> **PROBLEM SET**
1 - Reproduce the part of the passage on Napoleon's paternity starting with "According to the" and going on through "days of birth.".
2 - In the passage on Napoleon's paternity, which two scientists did Napoleon ask to help calculate the date of his conception?
3 - Extend the passage on Napoleon's paternity past its last sentence.

┌─ PASSAGE TO READ

But Carlo, a spendthrift and a womaniser, was often absent. Letizia is believed to have sought consolation with Gen Louis Charles René, Comte de Marbeuf, the French military governor of the island, who was 38 years her senior.

"Madame Bonaparte was the object of insistent attention, one might say adoration, on the part of Monsieur de Marbeuf," the count's intendant, Victor Colchen, wrote in his memoirs. "He was hopelessly in love."

Marbeuf paternity

In his 2012 book Napoleon or Destiny, the academician Jean-Marie Rouart recounts that Napoleon became obsessed with the question of his paternity during the 1798-1801 Egyptian campaign. He sought the assistance of the mathematician Gaspard Monge and the chemist Claude-Louis Berthollet, two of the scientists who travelled with him, in calculating the date of his conception.

Monge described the exchange in his memoirs, writing that “On the evening Napoleon brought up the thorny question of his birth, he alluded to the known liaison of his mother with Monsieur de Marbeuf . . . and to the protection he gave to her children. He said he wanted certainty regarding his true father. He treated it as a scientific question. He compared the dates of the governor’s stay and his birth, and concluded that he was his son.”

The theory of Marbeuf’s paternity is strengthened by the fact that he ensured Napoleon and his older brother Joseph were enrolled at fine military academies on the continent.

Needless to say, Bretons are more likely to believe tales of Napoleon’s Breton parentage than Corsicans, whose sense of identity is permeated with the emperor’s Corsican blood.

According to the Breton legend, the Comte de Marbeuf spirited Letizia away to the family manor at Penarvern, where Napoleon was born in 1771. He was allegedly baptised in the nearby church at Sainte-Sève.

That might explain why Napoleon was not baptised in Ajaccio until July 1771, instead of in 1769. Infant mortality was high then, and babies were usually baptised within days of birth.

└─
┌─ ENTRIES SUPPLIED

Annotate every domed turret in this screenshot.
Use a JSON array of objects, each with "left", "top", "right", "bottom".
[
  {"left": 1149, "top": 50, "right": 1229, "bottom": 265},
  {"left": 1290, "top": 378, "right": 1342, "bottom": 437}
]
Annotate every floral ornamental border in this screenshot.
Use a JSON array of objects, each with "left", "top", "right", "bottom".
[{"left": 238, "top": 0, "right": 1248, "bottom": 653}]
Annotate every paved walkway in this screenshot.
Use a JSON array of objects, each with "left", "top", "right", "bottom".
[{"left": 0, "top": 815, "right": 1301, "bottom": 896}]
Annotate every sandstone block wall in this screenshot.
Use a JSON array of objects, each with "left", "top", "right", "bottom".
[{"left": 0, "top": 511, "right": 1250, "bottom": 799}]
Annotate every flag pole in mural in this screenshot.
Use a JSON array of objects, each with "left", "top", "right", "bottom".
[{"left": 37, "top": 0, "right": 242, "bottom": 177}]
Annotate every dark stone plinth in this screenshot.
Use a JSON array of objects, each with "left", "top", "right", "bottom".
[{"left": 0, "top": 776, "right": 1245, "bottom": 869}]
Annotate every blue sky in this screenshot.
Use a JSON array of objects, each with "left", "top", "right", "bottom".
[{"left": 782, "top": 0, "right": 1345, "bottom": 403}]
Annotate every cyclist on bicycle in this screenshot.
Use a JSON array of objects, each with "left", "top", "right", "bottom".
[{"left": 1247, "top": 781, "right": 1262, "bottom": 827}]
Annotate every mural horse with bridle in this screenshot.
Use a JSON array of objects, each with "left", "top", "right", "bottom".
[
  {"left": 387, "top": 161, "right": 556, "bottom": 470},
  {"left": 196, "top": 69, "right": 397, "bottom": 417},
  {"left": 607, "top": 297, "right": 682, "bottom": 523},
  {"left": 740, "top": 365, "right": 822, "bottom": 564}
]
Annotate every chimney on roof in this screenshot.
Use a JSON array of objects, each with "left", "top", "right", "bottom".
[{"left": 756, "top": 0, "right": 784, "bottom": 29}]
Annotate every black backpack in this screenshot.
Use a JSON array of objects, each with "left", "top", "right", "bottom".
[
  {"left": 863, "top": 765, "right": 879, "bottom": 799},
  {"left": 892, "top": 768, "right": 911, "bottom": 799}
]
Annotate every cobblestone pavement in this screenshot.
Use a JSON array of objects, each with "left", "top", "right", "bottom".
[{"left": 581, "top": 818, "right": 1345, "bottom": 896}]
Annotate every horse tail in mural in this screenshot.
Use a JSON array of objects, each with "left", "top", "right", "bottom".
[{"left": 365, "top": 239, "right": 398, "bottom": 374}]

└─

> **ANSWERS TO THE TASKS**
1 -
According to the Breton legend, the Comte de Marbeuf spirited Letizia away to the family manor at Penarvern, where Napoleon was born in 1771. He was allegedly baptised in the nearby church at Sainte-Sève.

That might explain why Napoleon was not baptised in Ajaccio until July 1771, instead of in 1769. Infant mortality was high then, and babies were usually baptised within days of birth.

2 - The mathematician Gaspard Monge and the chemist Claude-Louis Berthollet.

3 -
Louis Bonaparte

The story took hold back in the 1850s, with the help of Comtesse Elvire de Cerny, a novelist. Local nobles were said to have sworn they'd seen Letizia's name in the church registry at Sainte-Sève. The imperial police allegedly came to tear out pages of the registry during the reign of Napoleon's nephew, Napoleon III. That evidence is tenuous, however, since there are no missing pages – and no mention of Letizia – in departmental archives.

Some proponents of the theory claim Napoleon’s name means Na Pol Leon, or “born in Saint-Pol-de-Leon” the Breton town and seat of the diocese, 20km from the manor at Sainte-Sève.

But that evidence seems discredited by the fact that Napoleon was given the name of an older brother who died on the day of his birth in 1765. Letizia bore 13 children. Only eight survived until adulthood. Most were given royal titles by the emperor.

Some sceptics, including the historian David Chanteranne, who organised the commemoration of Napoleon's 250th birthday, believe Marbeuf was the father not of Napoleon but of his younger brother Louis, born in 1778.

“In the days of the Empire, people said Louis was different from his brothers, both physically and in character,” Chanteranne told Ouest France newspaper.

Louis was the father of Louis Napoleon, who reigned as Napoleon III from 1852 until 1870. DNA tests on the remains of Napoleon III have shown he had no Bonaparte blood.